▸ **WRITTEN EXERCISE**: Your task is to repeat, word for word, the line containing "point per instance: window frame" and all lines that follow it to the end of the material, and no other lines.

— START OF DATASET RECORDS —

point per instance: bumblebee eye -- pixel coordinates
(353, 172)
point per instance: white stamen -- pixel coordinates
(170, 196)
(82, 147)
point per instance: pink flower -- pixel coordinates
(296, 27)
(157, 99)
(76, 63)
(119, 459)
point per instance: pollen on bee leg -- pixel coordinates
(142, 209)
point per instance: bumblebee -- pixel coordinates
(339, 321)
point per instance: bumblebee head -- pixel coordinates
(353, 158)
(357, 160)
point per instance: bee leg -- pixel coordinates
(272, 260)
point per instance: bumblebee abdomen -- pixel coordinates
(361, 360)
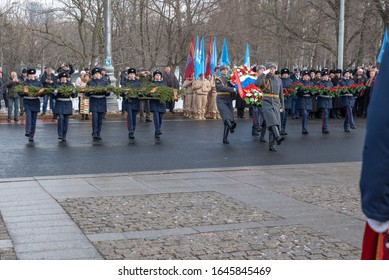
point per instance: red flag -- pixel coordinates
(374, 245)
(189, 68)
(240, 89)
(208, 70)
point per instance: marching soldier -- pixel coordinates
(258, 119)
(304, 103)
(336, 100)
(97, 103)
(272, 104)
(188, 102)
(145, 79)
(347, 100)
(286, 82)
(225, 92)
(31, 104)
(63, 106)
(158, 108)
(131, 105)
(324, 102)
(201, 89)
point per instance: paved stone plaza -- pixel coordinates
(300, 211)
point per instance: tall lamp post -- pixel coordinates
(111, 100)
(341, 35)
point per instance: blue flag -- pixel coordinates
(199, 59)
(374, 182)
(246, 61)
(383, 46)
(224, 60)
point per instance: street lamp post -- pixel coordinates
(341, 35)
(111, 100)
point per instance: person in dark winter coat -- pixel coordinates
(64, 106)
(324, 102)
(225, 91)
(347, 100)
(374, 181)
(97, 103)
(31, 104)
(304, 101)
(158, 108)
(131, 105)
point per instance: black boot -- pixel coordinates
(225, 135)
(263, 133)
(278, 137)
(231, 125)
(272, 141)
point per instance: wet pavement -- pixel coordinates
(189, 197)
(185, 144)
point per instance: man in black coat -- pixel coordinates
(171, 81)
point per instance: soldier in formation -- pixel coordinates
(63, 107)
(225, 93)
(97, 103)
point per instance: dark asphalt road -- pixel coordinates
(184, 144)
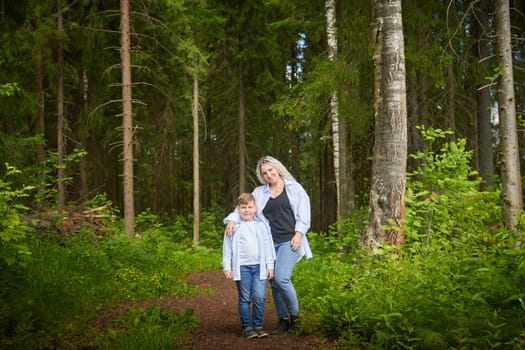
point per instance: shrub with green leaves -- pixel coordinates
(457, 283)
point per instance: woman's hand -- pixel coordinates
(230, 226)
(296, 240)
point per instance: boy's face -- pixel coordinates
(247, 211)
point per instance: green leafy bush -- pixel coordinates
(457, 283)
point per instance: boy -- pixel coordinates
(248, 258)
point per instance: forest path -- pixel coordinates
(219, 319)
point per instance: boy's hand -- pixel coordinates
(230, 227)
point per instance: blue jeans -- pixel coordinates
(252, 290)
(283, 290)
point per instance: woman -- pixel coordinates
(284, 204)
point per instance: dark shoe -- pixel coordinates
(249, 332)
(261, 333)
(282, 327)
(295, 325)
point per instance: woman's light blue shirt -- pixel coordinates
(300, 202)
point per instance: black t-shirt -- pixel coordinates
(279, 213)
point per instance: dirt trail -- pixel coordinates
(219, 319)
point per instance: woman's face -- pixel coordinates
(270, 174)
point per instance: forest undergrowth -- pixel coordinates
(456, 283)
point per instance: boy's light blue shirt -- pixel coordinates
(230, 251)
(300, 203)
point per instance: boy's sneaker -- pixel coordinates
(261, 333)
(282, 327)
(249, 332)
(295, 325)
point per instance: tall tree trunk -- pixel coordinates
(485, 152)
(387, 193)
(40, 128)
(127, 120)
(60, 111)
(196, 161)
(339, 139)
(511, 177)
(242, 130)
(331, 34)
(450, 121)
(83, 166)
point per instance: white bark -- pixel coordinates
(387, 194)
(511, 177)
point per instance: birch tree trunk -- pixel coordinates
(60, 111)
(387, 194)
(127, 120)
(510, 163)
(485, 153)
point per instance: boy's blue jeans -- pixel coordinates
(252, 290)
(283, 290)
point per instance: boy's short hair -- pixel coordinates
(245, 198)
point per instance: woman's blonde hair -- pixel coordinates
(277, 165)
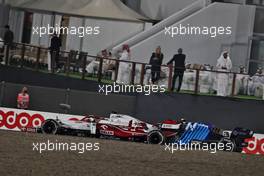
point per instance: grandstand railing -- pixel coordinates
(75, 63)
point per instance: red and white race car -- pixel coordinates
(116, 126)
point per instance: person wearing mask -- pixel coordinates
(156, 62)
(179, 68)
(224, 64)
(23, 99)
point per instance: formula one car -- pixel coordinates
(125, 127)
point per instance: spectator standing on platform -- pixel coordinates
(224, 64)
(155, 62)
(23, 99)
(55, 45)
(179, 68)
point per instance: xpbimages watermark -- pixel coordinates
(80, 31)
(122, 88)
(79, 147)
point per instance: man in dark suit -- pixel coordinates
(179, 68)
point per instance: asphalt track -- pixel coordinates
(116, 158)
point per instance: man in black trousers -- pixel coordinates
(179, 68)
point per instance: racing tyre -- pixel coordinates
(155, 137)
(49, 127)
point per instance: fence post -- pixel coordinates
(142, 74)
(37, 61)
(133, 73)
(2, 92)
(233, 85)
(67, 97)
(84, 60)
(116, 69)
(170, 79)
(68, 63)
(197, 78)
(100, 70)
(22, 55)
(6, 51)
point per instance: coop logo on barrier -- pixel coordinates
(12, 120)
(255, 146)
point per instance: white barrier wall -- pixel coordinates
(203, 49)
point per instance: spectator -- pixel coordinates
(224, 64)
(155, 62)
(124, 70)
(55, 45)
(23, 99)
(9, 36)
(179, 68)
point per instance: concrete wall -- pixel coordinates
(162, 9)
(4, 11)
(204, 49)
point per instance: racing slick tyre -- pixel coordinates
(155, 137)
(49, 127)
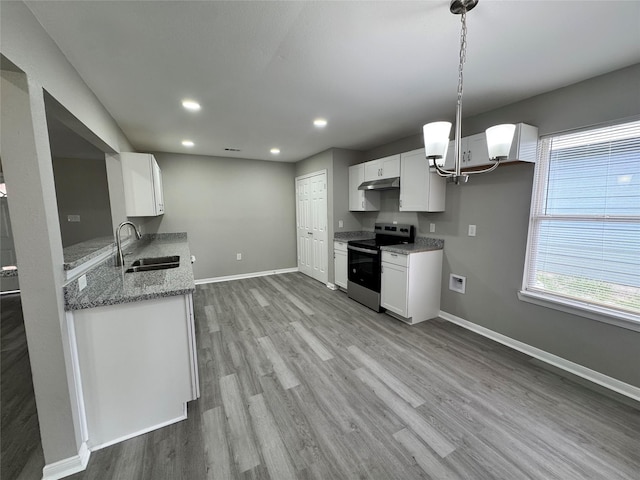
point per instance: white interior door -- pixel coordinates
(303, 215)
(311, 213)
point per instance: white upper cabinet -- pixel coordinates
(421, 190)
(359, 200)
(142, 185)
(387, 167)
(475, 154)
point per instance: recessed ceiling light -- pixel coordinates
(191, 105)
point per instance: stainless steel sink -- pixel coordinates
(154, 263)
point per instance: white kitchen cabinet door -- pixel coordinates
(386, 167)
(359, 200)
(372, 170)
(142, 179)
(394, 288)
(421, 188)
(340, 264)
(410, 288)
(390, 166)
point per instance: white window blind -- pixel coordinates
(584, 229)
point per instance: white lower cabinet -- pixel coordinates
(411, 284)
(340, 264)
(137, 365)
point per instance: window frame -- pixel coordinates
(547, 299)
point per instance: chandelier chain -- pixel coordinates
(463, 52)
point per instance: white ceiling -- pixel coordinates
(376, 70)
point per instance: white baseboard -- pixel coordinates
(141, 432)
(598, 378)
(245, 275)
(68, 466)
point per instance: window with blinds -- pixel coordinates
(584, 230)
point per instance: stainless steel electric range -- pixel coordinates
(364, 262)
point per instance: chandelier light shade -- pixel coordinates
(436, 141)
(436, 134)
(499, 138)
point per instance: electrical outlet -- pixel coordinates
(457, 283)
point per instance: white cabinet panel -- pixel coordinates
(137, 365)
(142, 179)
(359, 200)
(421, 188)
(412, 292)
(394, 288)
(386, 167)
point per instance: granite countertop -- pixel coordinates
(422, 244)
(346, 236)
(110, 285)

— END OF DATASET RECORDS —

▸ **FINAL RESULT**:
point per instance: window frame -- pixel coordinates
(547, 299)
point per instance: chandelier chain -- pixel coordinates
(463, 52)
point per instance: white ceiling -- pixel coordinates
(376, 70)
point per instance: white baseboard -- pixel coordinates
(141, 432)
(598, 378)
(245, 275)
(68, 466)
point per instance: window with blinds -- pixel coordinates
(584, 230)
point per instance: stainless steel electric range -- pixel coordinates
(364, 262)
point per instance: chandelier light shade -- pixel coordinates
(436, 141)
(436, 134)
(499, 138)
point per instance: electrical outlet -- pixel coordinates
(457, 283)
point per instance: white cabinet panel -- pixel coordinates
(137, 365)
(142, 179)
(359, 200)
(421, 188)
(412, 292)
(394, 288)
(386, 167)
point per instance: granite countertop -- pixel coordinates
(422, 244)
(346, 236)
(110, 285)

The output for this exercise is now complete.